2018 ASHS Annual Conference
Alterations in Peel Secondary Metabolism Are Associated with Superficial Scald in Apples
Alterations in Peel Secondary Metabolism Are Associated with Superficial Scald in Apples
Thursday, August 2, 2018: 11:15 AM
Jefferson East (Washington Hilton)
Superficial scald is a peel browning of susceptible cultivars, such as ‘Granny Smith’ developing during prolonged cold storage. The ethylene perception inhibitor 1-methylcyclopropene (1-MCP) and the antioxidant diphenylamine (DPA) are used to effectively manage the disorder. The current study identifies changes in peel metabolism that are associated with the development of superficial scald throughout storage. Postharvest applications of 1-MCP and DPA were performed on ‘Granny Smith’ apples, and peel tissue was collected following harvest and throughout six months of storage. Nonpolar metabolites were extracted and analyzed using LC-MS and GC-MS to characterize metabolic divergence between control and treated fruit. Sesquiterpenes, α-farnesene oxidation products (conjugated trienols), sesquiterpene esters, and p-coumaryl esters differentially accumulated among control, DPA, and 1-MCP treated apples. Conjugated trienols were produced in high levels in control fruit prior to the development of visible scald symptoms as compared with DPA and 1-MCP treated fruit; this trend was also reflected in two compounds identified as fatty acyl esters of conjugated trienols. Levels of fatty acyl esters of p-coumaryl alcohol increased throughout storage; accumulation was greater in DPA treated peel and diminished in 1-MCP treated peel as compared with controls. Compounds tentatively identified as p-coumaryl conjugates of triterpenoic alcohols displayed the opposite trend, accumulating at higher levels in 1-MCP treated peel. Widespread changes in the metabolic profile of epidermal and wax layers indicate that changes in cellular dynamics and cuticle properties may both play a role in the development of superficial scald.

# The data
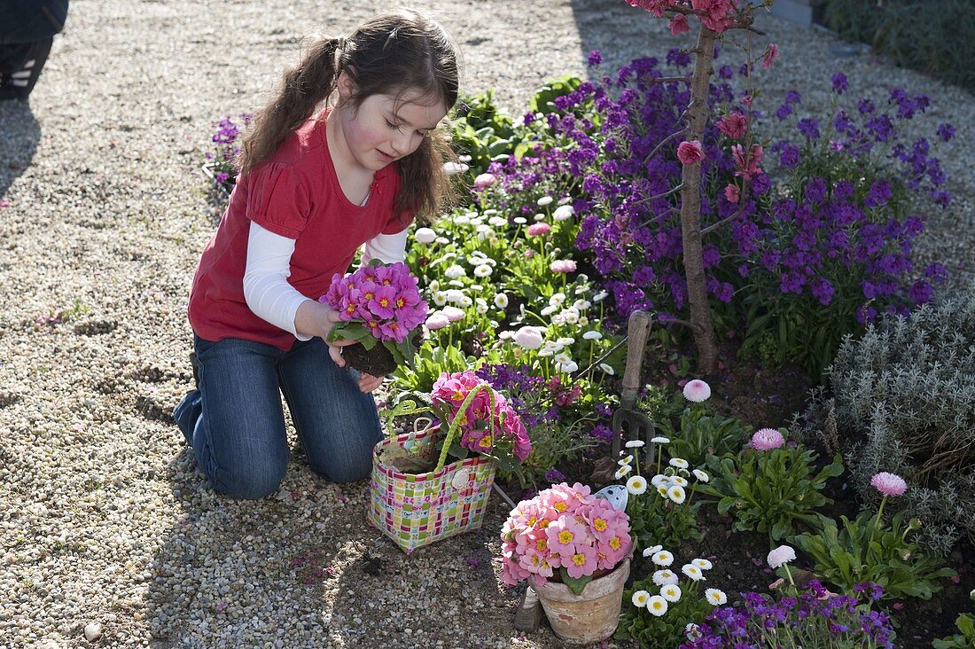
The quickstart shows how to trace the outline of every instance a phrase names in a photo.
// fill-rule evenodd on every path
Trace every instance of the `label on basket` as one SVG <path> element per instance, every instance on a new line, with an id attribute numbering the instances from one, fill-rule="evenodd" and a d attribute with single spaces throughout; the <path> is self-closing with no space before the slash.
<path id="1" fill-rule="evenodd" d="M 461 468 L 453 474 L 453 479 L 450 480 L 450 486 L 454 489 L 460 489 L 467 484 L 467 478 L 470 477 L 470 475 L 471 470 L 469 468 Z"/>

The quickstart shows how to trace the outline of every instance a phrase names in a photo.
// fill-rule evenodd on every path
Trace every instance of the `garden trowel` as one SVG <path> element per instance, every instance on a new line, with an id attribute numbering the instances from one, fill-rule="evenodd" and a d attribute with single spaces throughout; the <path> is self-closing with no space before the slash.
<path id="1" fill-rule="evenodd" d="M 612 416 L 612 459 L 619 459 L 622 439 L 639 439 L 644 444 L 647 454 L 650 453 L 653 438 L 653 424 L 642 412 L 634 409 L 637 403 L 637 392 L 640 390 L 640 370 L 644 365 L 644 352 L 646 350 L 646 339 L 650 335 L 650 314 L 637 310 L 630 313 L 626 333 L 626 369 L 623 372 L 623 390 L 620 393 L 619 409 Z M 653 458 L 647 457 L 650 466 Z"/>

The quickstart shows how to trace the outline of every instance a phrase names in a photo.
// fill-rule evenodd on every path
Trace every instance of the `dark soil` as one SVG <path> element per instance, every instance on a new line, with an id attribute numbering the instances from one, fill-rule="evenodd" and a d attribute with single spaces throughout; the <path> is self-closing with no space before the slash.
<path id="1" fill-rule="evenodd" d="M 342 358 L 349 367 L 373 377 L 384 377 L 396 371 L 393 354 L 378 344 L 371 349 L 367 349 L 358 344 L 345 345 L 342 347 Z"/>

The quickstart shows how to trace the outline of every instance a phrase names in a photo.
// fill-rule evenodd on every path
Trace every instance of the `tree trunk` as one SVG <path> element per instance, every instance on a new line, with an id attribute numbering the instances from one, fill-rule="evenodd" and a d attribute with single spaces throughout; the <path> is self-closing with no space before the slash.
<path id="1" fill-rule="evenodd" d="M 694 74 L 691 77 L 690 105 L 687 108 L 685 140 L 703 142 L 708 123 L 708 94 L 718 33 L 703 24 L 697 34 Z M 718 342 L 711 321 L 708 291 L 701 252 L 701 163 L 684 165 L 681 189 L 681 230 L 683 238 L 683 270 L 687 278 L 687 304 L 697 345 L 698 371 L 711 375 L 718 371 Z"/>

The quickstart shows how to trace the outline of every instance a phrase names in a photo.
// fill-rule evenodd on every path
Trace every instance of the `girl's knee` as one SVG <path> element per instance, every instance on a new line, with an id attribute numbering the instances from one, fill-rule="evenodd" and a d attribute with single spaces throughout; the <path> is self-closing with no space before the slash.
<path id="1" fill-rule="evenodd" d="M 218 470 L 211 482 L 224 496 L 254 501 L 277 493 L 287 468 L 287 463 L 251 463 Z"/>

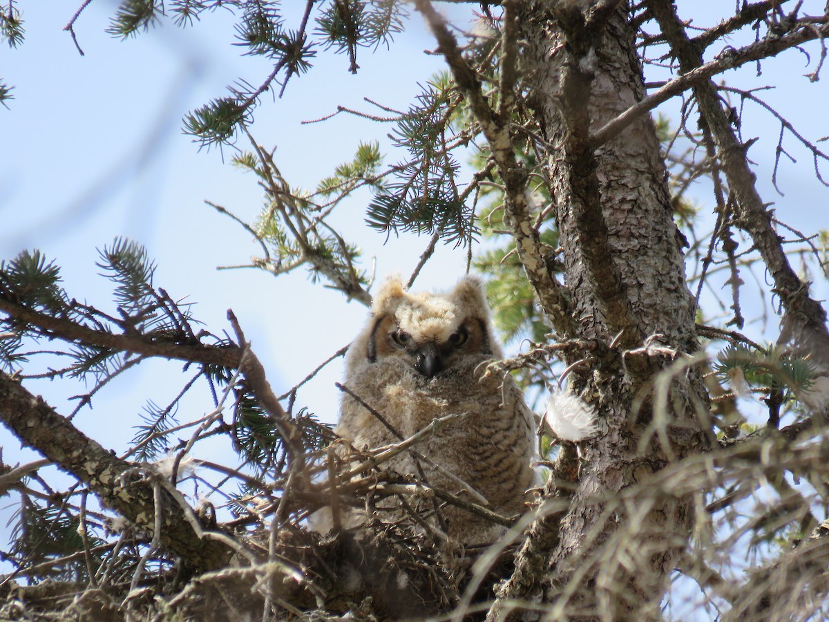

# What to produce
Reproduce the part of the superficial scald abstract between "2018 ASHS Annual" and "East (Washington Hilton)", inclusive, replacing "Jefferson East" with "Jefferson West".

# Solution
2018 ASHS Annual Conference
Alterations in Peel Secondary Metabolism Are Associated with Superficial Scald in Apples
Alterations in Peel Secondary Metabolism Are Associated with Superficial Scald in Apples
Thursday, August 2, 2018: 11:15 AM
Jefferson West (Washington Hilton)